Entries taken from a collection
⁂
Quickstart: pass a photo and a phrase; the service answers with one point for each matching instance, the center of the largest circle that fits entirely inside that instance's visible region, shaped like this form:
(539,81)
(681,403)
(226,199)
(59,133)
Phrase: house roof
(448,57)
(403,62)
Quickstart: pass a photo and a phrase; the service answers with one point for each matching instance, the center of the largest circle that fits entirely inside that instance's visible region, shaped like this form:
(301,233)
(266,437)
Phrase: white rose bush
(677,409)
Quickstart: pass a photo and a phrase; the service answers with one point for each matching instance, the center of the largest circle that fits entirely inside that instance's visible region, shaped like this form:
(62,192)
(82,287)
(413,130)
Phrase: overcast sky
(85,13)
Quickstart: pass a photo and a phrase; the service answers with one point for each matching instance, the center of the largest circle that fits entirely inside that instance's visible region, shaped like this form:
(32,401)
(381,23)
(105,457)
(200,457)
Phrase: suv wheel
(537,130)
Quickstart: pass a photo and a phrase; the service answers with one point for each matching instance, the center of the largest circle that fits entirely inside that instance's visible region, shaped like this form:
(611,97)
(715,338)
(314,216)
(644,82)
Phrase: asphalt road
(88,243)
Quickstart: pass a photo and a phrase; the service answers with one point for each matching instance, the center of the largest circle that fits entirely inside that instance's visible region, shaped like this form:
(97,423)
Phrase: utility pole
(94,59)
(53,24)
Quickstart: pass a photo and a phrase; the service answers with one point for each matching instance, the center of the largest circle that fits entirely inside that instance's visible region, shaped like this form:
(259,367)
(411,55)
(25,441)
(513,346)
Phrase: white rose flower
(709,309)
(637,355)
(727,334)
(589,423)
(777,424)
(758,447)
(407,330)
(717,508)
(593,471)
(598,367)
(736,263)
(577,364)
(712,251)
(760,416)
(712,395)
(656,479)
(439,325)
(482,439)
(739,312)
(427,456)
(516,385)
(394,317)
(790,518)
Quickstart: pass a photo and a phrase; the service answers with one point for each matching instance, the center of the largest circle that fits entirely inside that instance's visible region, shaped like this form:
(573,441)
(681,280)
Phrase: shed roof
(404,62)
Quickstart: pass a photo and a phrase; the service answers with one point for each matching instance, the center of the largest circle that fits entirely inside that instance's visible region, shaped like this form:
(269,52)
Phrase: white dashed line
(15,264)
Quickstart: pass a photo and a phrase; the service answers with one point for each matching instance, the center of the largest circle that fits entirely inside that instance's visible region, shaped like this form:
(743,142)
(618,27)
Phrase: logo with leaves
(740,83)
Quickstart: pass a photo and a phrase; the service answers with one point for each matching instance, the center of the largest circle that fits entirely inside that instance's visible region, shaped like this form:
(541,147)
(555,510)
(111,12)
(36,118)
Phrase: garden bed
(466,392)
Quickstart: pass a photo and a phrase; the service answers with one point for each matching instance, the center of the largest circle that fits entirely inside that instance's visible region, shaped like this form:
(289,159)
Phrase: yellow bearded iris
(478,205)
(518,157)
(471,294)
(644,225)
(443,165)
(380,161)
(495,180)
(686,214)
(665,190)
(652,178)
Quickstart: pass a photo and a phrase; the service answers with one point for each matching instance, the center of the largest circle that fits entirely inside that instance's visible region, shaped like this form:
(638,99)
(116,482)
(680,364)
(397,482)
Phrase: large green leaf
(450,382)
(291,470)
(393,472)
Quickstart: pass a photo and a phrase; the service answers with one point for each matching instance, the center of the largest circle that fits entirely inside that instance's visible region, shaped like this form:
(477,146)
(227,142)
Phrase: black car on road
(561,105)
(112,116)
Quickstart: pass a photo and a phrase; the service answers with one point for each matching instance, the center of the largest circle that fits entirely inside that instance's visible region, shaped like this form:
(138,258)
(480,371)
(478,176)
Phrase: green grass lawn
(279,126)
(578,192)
⁂
### [What the task asks]
The whole of the data is to be returned with every line intact.

### [Final answer]
Quickstart: pass a photo and a phrase; the service answers with one point for each matching instance, the center of the largest circle that fits entirely inside that instance's visible region, shaped like this form:
(539,81)
(681,403)
(226,199)
(59,133)
Phrase: house roof
(448,57)
(403,62)
Quickstart: pass a photo and a phrase; the service answers with one point for each matching instance, the center of the largest circle that fits entirely inside that instance's visible region, shaped like this form:
(301,233)
(266,437)
Phrase: white rose bush
(677,409)
Quickstart: pass a photo and a phrase; the service answers with one point for each matching instance, the center of the largest circle that fits entirely inside that instance's visible region, shaped like this form:
(62,192)
(82,287)
(413,130)
Phrase: overcast sky
(85,13)
Quickstart: pass a photo and a phrase; the service answers with one point for each matching instance, the center of the largest circle that fits entirely inside that instance's visible region, shaped like this form:
(32,401)
(381,23)
(105,457)
(200,457)
Phrase: suv wheel
(537,130)
Quickstart: pass a photo and a phrase; the service answers with one point for each matching instance, the center of the largest circle that fits entirely inside that instance's visible region, shaped like this form:
(611,97)
(715,338)
(314,216)
(644,82)
Phrase: asphalt road
(88,243)
Quickstart: pass a photo and a phrase; the service answers with one point for each matching instance, the center of the largest circle that fits entirely inside that instance's visible region, shaped like this form:
(97,423)
Phrase: utility pole
(94,59)
(53,24)
Quickstart: pass a photo and a phrase; the service answers with one point for each matching instance, the center of the largest circle that fits entirely inside that instance's visible region, shaped like this form:
(259,367)
(411,55)
(25,441)
(513,346)
Phrase: white rose flower
(709,309)
(637,355)
(727,334)
(589,423)
(777,424)
(758,447)
(407,330)
(717,508)
(593,471)
(598,367)
(736,263)
(577,364)
(712,251)
(760,416)
(712,395)
(656,479)
(439,325)
(482,439)
(739,312)
(427,456)
(516,385)
(394,317)
(790,518)
Quickstart: pass a photo and a phrase; the service answers with one point for each matching instance, the center of the largest circle that fits entirely inside that instance's visible region, shaped like this form:
(573,441)
(681,280)
Phrase: shed roof
(404,62)
Quickstart: pass a photo and a phrase; the service answers with one point for each matching instance, the center of the largest circle that fits entirely inside that instance's visible region, shaped like this form:
(269,52)
Phrase: white dashed line
(15,264)
Quickstart: pass a photo and a phrase; the service answers with one point for each matching instance, the center of the largest circle that fits entirely inside that instance's visible region, shaped like this form:
(743,142)
(618,27)
Phrase: logo with leaves
(740,83)
Quickstart: pass a photo and a phrase; the service answers with one point for each matching instance, the center of the largest circle that fits entirely inside that instance's visible region, shaped like this form:
(541,147)
(555,510)
(111,12)
(36,118)
Phrase: garden bed
(466,392)
Quickstart: pass a photo and a phrase; the service answers with one point for each matching instance, the center of the largest circle that fits entirely inside that instance's visible region, shaped like this form:
(289,159)
Phrase: yellow bearded iris
(478,205)
(518,157)
(471,294)
(644,225)
(443,165)
(380,161)
(495,180)
(686,214)
(665,190)
(652,178)
Quickstart: pass a photo and a phrase; the service answers with one point for each matching instance, the center of the largest circle that fits entirely inside that instance's visible region, shaped like this form:
(638,99)
(116,482)
(680,364)
(397,482)
Phrase: large green leaf
(450,382)
(291,470)
(393,472)
Quickstart: pass a photo and a phrase; the service answers with one point for each matching instance, the center of the largest circle that fits entirely inside that instance's visible region, shaped like this form:
(477,146)
(227,142)
Phrase: black car on road
(561,105)
(112,116)
Quickstart: pass a photo and a phrase; the service answers with one point for each matching instance, the center of the largest circle that fits entirely inside that instance's visible region, shaped like this form:
(138,258)
(480,371)
(478,176)
Phrase: green grass lawn
(279,126)
(578,192)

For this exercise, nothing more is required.